** Exercise aim **
Figure out the number of lines in the entries that hold the string "left", then give that number and nothing else.

[Records from a dataset]
>>>

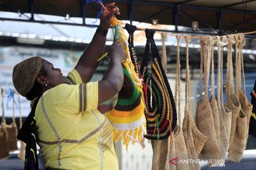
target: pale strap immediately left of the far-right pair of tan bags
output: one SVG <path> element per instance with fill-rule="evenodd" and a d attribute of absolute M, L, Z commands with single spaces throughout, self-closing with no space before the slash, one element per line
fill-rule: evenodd
<path fill-rule="evenodd" d="M 216 37 L 216 45 L 218 47 L 218 81 L 217 81 L 217 101 L 218 103 L 223 102 L 223 94 L 221 93 L 223 91 L 223 85 L 222 85 L 222 72 L 223 72 L 223 65 L 222 65 L 222 60 L 223 60 L 223 46 L 228 45 L 228 42 L 221 42 L 220 41 L 220 36 Z"/>

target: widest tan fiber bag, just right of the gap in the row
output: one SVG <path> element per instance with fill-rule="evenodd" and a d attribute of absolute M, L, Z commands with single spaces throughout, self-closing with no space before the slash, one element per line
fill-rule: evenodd
<path fill-rule="evenodd" d="M 210 37 L 201 38 L 201 50 L 203 50 L 204 74 L 205 74 L 205 97 L 199 101 L 196 108 L 196 123 L 198 130 L 207 137 L 206 144 L 203 146 L 202 159 L 218 159 L 220 148 L 215 133 L 213 113 L 208 101 L 208 79 L 210 71 L 211 50 L 213 50 L 212 42 L 208 42 Z"/>

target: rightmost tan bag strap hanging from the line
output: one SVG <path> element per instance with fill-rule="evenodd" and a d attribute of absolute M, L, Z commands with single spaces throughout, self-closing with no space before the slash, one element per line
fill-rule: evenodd
<path fill-rule="evenodd" d="M 242 55 L 242 47 L 245 46 L 245 35 L 240 33 L 238 34 L 239 35 L 239 39 L 240 39 L 240 44 L 238 45 L 238 50 L 239 50 L 239 58 L 240 58 L 240 72 L 242 71 L 241 73 L 241 77 L 242 78 L 242 81 L 240 79 L 240 83 L 242 83 L 242 90 L 244 91 L 245 93 L 245 70 L 244 70 L 244 65 L 243 65 L 243 55 Z M 240 88 L 241 88 L 241 84 L 240 84 Z"/>

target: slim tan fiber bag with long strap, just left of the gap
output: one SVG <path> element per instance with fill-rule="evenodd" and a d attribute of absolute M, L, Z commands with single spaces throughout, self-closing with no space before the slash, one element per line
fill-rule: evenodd
<path fill-rule="evenodd" d="M 188 65 L 188 44 L 191 42 L 191 38 L 186 36 L 186 103 L 185 103 L 185 115 L 183 120 L 183 135 L 186 142 L 186 149 L 188 152 L 188 159 L 196 160 L 196 149 L 193 141 L 193 132 L 191 129 L 191 124 L 193 123 L 193 118 L 191 117 L 191 81 L 189 75 L 189 65 Z M 193 162 L 189 169 L 200 169 L 198 163 Z"/>

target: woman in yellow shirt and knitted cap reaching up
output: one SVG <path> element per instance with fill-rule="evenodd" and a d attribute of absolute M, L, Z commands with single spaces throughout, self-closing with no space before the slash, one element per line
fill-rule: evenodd
<path fill-rule="evenodd" d="M 35 101 L 27 118 L 30 121 L 26 120 L 18 134 L 29 145 L 25 169 L 38 166 L 32 141 L 35 136 L 46 169 L 118 169 L 110 123 L 97 111 L 100 103 L 122 88 L 125 52 L 118 40 L 108 52 L 110 66 L 102 80 L 89 82 L 98 65 L 97 59 L 104 52 L 112 18 L 114 14 L 119 15 L 114 3 L 106 7 L 110 12 L 103 11 L 100 27 L 68 77 L 63 77 L 60 69 L 41 57 L 31 57 L 14 67 L 16 90 Z M 35 128 L 31 128 L 33 125 Z M 35 159 L 35 164 L 29 159 Z"/>

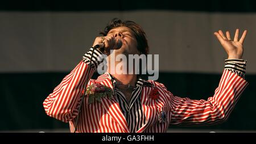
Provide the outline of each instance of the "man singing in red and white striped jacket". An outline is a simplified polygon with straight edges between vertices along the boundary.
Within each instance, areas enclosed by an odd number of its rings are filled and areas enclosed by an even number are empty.
[[[116,67],[127,65],[127,61],[111,63],[109,57],[123,54],[129,59],[129,54],[148,54],[148,44],[137,23],[113,19],[92,45],[105,46],[85,53],[44,100],[44,109],[48,116],[69,122],[71,132],[166,132],[169,125],[223,122],[248,84],[244,79],[246,61],[242,60],[246,32],[239,38],[237,29],[234,39],[229,32],[214,33],[228,54],[220,83],[208,100],[191,100],[174,96],[162,83],[138,77],[134,73],[138,67],[124,70],[133,73],[117,73]],[[115,49],[117,40],[122,42],[119,49]],[[106,73],[90,79],[104,60]]]

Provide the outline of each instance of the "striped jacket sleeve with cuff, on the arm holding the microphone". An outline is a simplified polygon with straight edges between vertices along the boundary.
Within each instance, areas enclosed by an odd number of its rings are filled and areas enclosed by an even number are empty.
[[[78,114],[82,98],[82,89],[86,86],[86,79],[90,79],[96,67],[104,60],[100,50],[94,50],[92,65],[89,70],[89,61],[92,48],[85,53],[82,61],[69,73],[53,92],[43,102],[44,110],[48,116],[68,122]],[[90,81],[91,82],[91,81]]]

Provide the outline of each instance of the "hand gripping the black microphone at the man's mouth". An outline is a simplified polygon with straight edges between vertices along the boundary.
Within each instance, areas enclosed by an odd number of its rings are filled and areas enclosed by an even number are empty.
[[[100,49],[102,53],[109,56],[111,49],[119,49],[122,46],[122,40],[114,36],[96,37],[93,47]]]

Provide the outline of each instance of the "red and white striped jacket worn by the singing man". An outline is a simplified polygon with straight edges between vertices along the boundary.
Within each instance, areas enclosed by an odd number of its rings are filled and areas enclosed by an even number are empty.
[[[69,122],[71,132],[75,131],[75,117],[81,103],[85,79],[91,78],[94,71],[95,69],[88,71],[88,65],[81,61],[43,102],[46,114]],[[212,97],[208,100],[191,100],[172,95],[162,83],[148,82],[154,87],[142,88],[141,103],[146,124],[137,131],[138,133],[166,132],[170,124],[204,125],[225,121],[248,84],[237,74],[224,70]],[[102,74],[96,80],[90,79],[89,85],[92,83],[101,83],[113,88],[108,74]],[[148,96],[155,87],[159,92],[159,98],[156,100]],[[158,120],[162,111],[167,114],[166,122]],[[88,104],[88,97],[85,97],[77,132],[128,133],[129,128],[117,101],[102,98],[101,103]]]

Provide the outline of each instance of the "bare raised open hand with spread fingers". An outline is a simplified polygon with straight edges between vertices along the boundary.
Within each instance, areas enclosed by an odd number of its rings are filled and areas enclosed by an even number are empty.
[[[236,30],[234,35],[234,40],[231,39],[229,31],[226,31],[226,36],[221,30],[214,32],[218,41],[220,41],[222,47],[225,49],[228,54],[228,59],[237,58],[241,59],[243,55],[243,41],[245,40],[247,30],[243,31],[243,34],[239,38],[239,29]]]

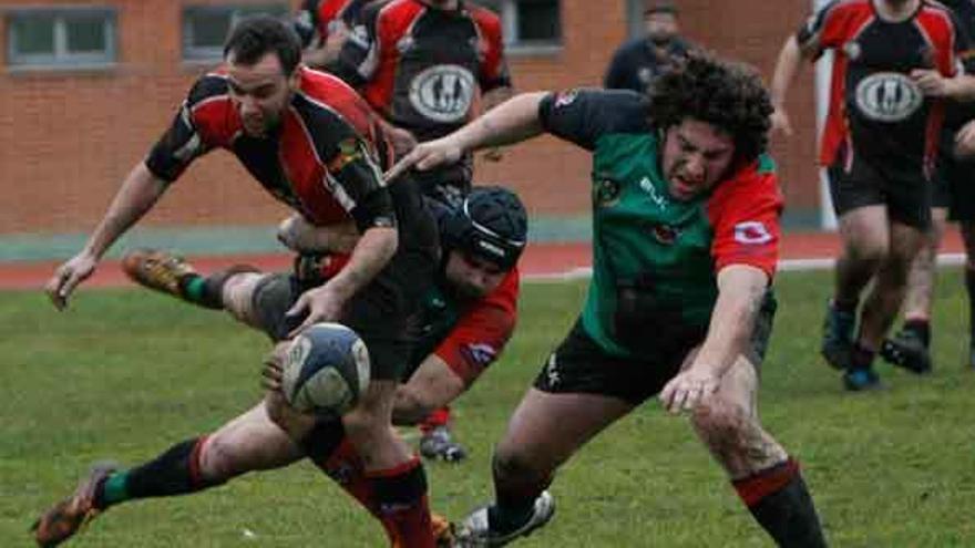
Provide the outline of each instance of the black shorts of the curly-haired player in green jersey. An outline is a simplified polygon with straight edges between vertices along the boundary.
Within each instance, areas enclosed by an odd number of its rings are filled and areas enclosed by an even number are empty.
[[[748,358],[758,366],[764,358],[777,302],[766,293],[751,333]],[[535,389],[551,394],[598,394],[639,405],[658,394],[680,371],[688,352],[702,339],[673,344],[666,353],[648,359],[627,359],[609,354],[586,332],[582,319],[558,344],[535,378]]]

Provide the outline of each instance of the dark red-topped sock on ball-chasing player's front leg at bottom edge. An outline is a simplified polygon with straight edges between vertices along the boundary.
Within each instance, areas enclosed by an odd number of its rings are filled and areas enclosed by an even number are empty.
[[[435,548],[427,499],[427,476],[419,457],[366,475],[372,484],[380,520],[392,529],[396,548]],[[387,533],[390,533],[390,529]]]

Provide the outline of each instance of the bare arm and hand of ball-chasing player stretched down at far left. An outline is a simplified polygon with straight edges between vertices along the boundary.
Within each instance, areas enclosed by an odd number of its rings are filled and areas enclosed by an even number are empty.
[[[94,272],[112,244],[152,209],[165,189],[166,183],[153,175],[145,163],[132,169],[84,248],[61,265],[44,286],[48,297],[59,310],[68,306],[74,288]]]

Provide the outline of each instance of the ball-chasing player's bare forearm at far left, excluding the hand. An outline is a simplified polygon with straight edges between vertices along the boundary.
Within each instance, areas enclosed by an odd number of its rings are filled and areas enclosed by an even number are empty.
[[[85,244],[85,251],[101,258],[115,240],[152,209],[165,189],[166,183],[153,175],[144,163],[135,166]]]

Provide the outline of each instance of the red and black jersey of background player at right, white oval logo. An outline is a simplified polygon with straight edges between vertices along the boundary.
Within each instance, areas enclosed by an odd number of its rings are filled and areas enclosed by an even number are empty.
[[[830,106],[820,161],[832,165],[844,151],[906,169],[930,168],[943,118],[941,101],[925,97],[915,69],[953,76],[963,40],[951,12],[922,0],[903,21],[886,21],[871,0],[834,0],[798,31],[807,53],[833,50]]]

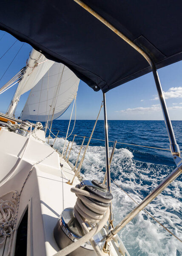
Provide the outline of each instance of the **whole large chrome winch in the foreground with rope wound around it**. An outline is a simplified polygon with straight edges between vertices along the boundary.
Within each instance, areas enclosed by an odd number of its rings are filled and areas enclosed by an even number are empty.
[[[71,192],[77,195],[77,202],[74,208],[63,210],[54,227],[54,238],[60,249],[63,249],[88,234],[106,217],[102,228],[90,241],[80,244],[67,254],[95,256],[93,244],[97,250],[102,250],[105,244],[106,232],[103,226],[108,220],[108,209],[113,196],[107,191],[107,186],[97,180],[83,180],[75,188],[71,188]]]

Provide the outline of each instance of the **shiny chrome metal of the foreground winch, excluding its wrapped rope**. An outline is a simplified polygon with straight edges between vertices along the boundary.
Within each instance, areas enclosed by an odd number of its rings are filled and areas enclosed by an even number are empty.
[[[110,192],[107,191],[107,187],[98,182],[97,180],[83,180],[80,185],[79,189],[87,190],[89,192],[92,192],[98,196],[98,198],[110,198],[112,199],[113,196]],[[93,202],[97,202],[97,204],[104,205],[105,207],[108,207],[110,204],[102,203],[100,201],[97,201],[95,199],[89,198]],[[90,223],[88,224],[87,221],[85,221],[85,225],[88,227],[88,229],[91,229],[95,226],[95,224]],[[74,209],[73,208],[66,208],[63,210],[62,214],[60,215],[59,220],[57,221],[56,226],[54,227],[54,238],[60,247],[60,249],[63,249],[67,247],[68,245],[76,242],[79,240],[82,236],[84,236],[85,233],[82,230],[82,227],[80,226],[80,223],[77,221],[77,218],[74,216]],[[103,249],[105,240],[106,240],[106,231],[104,228],[102,228],[95,236],[93,237],[95,243],[100,248],[100,250]],[[74,250],[73,252],[69,253],[68,256],[80,256],[80,255],[87,255],[87,256],[95,256],[95,251],[90,244],[89,241],[85,242],[85,244],[82,244],[79,248]]]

<<<

** Answer space **
4